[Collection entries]
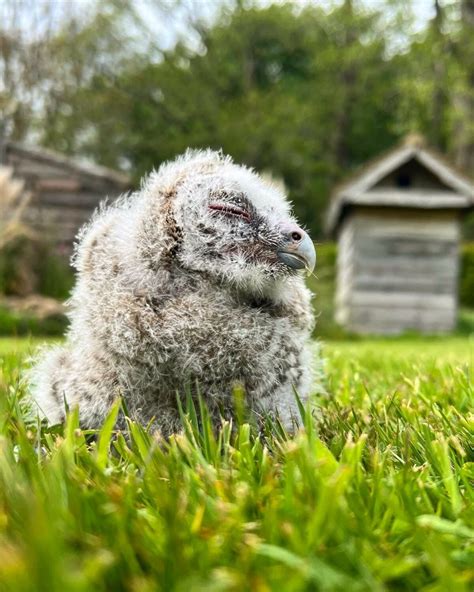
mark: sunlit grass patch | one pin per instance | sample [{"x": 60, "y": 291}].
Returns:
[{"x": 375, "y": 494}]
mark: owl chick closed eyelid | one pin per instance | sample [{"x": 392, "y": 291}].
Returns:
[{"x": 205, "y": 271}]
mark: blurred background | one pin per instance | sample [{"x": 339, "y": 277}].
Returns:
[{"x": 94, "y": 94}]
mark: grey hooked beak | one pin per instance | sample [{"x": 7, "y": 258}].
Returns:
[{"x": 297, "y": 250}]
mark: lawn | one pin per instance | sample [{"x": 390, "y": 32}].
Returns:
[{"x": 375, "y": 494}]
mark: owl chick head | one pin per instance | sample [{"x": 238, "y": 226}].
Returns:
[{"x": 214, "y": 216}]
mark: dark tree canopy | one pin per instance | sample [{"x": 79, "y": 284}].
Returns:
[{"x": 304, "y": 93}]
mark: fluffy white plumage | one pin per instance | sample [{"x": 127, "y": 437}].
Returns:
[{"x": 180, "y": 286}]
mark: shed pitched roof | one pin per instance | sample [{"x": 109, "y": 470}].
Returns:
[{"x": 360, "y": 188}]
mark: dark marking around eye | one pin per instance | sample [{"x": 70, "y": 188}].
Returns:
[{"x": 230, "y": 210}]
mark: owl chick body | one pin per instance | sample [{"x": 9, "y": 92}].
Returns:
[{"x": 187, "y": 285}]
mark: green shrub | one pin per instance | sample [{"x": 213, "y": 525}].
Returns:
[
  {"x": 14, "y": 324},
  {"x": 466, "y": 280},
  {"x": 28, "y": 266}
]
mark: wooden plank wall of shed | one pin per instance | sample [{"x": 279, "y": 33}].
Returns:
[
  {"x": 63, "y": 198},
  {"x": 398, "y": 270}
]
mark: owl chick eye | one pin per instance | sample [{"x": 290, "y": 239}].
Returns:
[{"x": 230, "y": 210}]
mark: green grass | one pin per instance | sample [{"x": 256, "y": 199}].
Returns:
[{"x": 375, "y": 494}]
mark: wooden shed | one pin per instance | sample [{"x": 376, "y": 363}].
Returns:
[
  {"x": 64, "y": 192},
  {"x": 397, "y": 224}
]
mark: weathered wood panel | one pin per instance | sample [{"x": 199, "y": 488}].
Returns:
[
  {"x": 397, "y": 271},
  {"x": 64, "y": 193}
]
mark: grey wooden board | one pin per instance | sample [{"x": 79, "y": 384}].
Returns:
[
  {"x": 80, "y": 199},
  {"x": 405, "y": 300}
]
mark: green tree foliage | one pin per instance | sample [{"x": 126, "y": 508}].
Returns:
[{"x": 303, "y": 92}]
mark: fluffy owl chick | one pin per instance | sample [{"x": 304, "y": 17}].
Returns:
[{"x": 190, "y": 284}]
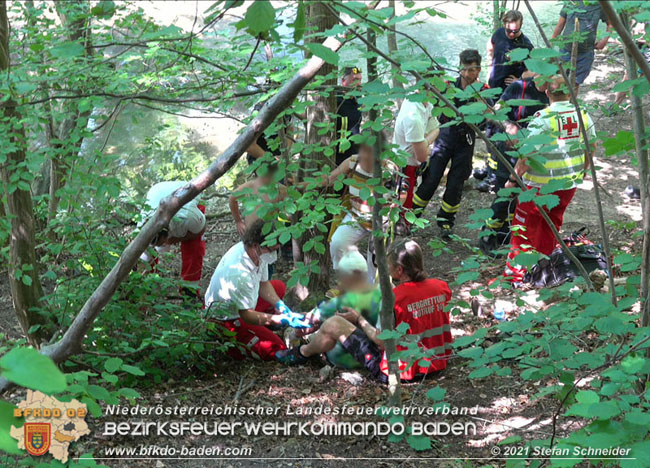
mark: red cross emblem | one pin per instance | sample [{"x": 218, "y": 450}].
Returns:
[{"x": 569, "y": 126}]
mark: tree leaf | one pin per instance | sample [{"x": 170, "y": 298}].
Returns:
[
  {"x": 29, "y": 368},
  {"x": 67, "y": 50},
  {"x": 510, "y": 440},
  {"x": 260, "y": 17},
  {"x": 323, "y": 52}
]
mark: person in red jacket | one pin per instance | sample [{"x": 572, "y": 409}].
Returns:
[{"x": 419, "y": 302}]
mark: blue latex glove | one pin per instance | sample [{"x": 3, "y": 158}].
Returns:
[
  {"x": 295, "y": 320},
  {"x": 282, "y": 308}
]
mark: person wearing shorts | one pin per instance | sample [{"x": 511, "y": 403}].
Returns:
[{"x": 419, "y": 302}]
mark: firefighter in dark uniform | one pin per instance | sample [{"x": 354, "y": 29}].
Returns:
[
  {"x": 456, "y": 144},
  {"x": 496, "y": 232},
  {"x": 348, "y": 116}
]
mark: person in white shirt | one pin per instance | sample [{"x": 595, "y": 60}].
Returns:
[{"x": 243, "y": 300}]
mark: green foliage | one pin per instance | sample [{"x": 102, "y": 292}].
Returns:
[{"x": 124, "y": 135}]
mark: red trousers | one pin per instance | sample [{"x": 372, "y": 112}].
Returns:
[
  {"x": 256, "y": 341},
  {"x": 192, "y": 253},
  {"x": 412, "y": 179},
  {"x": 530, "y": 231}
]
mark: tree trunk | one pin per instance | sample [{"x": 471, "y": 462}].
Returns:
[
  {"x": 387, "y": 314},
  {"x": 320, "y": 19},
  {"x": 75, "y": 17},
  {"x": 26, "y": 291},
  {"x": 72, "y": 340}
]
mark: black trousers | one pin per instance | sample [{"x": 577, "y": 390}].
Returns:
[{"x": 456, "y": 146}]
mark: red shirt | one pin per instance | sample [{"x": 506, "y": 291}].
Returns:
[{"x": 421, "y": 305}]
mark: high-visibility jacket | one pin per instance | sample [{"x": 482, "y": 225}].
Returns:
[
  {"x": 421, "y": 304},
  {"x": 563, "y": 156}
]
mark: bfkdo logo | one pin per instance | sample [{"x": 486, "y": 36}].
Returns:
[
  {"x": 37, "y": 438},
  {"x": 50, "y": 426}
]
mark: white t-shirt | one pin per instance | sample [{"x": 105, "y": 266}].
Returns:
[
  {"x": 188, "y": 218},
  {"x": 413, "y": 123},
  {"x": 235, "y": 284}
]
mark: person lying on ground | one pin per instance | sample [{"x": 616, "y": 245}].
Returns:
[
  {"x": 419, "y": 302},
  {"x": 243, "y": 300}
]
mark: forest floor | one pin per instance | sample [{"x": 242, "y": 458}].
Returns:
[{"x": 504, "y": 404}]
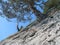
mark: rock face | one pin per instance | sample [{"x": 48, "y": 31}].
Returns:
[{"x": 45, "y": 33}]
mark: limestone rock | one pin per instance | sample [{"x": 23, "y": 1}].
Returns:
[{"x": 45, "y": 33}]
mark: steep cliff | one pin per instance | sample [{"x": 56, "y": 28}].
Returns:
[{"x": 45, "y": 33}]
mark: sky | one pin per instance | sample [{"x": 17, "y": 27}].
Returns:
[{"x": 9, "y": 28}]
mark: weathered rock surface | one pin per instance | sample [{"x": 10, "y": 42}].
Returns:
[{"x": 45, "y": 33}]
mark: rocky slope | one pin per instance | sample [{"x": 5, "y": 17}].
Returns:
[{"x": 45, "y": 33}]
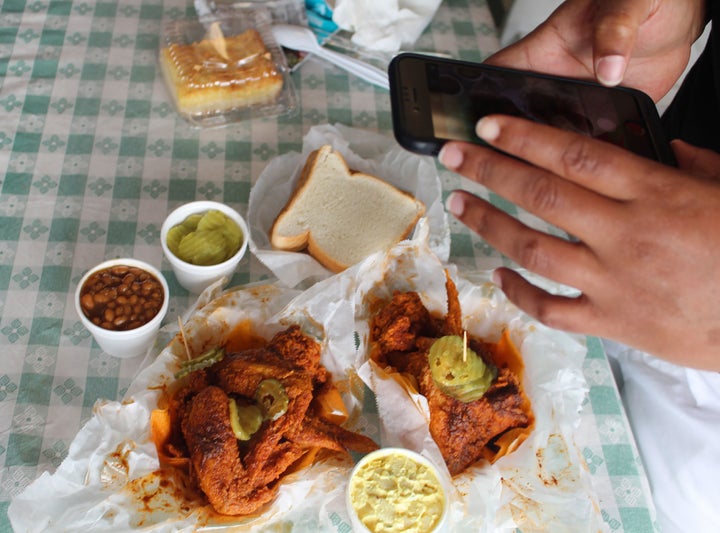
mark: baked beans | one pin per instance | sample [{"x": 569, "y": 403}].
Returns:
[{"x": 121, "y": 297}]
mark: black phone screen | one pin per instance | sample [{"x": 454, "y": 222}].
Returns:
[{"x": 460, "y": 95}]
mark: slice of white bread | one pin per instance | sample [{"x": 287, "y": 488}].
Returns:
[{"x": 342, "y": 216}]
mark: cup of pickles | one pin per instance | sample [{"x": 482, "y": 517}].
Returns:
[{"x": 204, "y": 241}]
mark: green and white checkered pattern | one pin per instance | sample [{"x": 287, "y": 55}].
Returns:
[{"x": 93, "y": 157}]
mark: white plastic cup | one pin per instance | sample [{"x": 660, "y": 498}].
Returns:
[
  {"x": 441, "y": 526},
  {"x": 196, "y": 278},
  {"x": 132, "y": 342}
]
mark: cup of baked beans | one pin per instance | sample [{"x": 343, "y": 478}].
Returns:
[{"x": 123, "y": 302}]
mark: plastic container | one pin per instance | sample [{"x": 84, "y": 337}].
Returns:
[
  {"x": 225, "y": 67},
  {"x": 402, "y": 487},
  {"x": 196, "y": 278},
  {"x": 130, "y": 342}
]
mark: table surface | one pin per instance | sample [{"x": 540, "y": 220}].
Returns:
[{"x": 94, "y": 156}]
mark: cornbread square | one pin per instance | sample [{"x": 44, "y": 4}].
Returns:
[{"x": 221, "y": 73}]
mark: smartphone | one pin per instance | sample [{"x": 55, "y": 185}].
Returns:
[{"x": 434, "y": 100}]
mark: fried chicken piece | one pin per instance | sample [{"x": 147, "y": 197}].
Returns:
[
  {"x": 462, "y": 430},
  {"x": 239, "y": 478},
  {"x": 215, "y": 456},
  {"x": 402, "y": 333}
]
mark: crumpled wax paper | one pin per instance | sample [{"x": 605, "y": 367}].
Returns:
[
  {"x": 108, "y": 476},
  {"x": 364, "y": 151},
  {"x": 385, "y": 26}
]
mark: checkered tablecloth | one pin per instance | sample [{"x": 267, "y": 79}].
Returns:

What the task requires:
The expected answer is every line above in which the word "wooden" appears.

Solution below:
mark: wooden plank wall of shed | one pin per instance | sample [{"x": 279, "y": 33}].
mark: wooden shed | one pin per instance | sample [{"x": 376, "y": 363}].
mark: grey wooden board | one pin per instance | sample [{"x": 79, "y": 384}].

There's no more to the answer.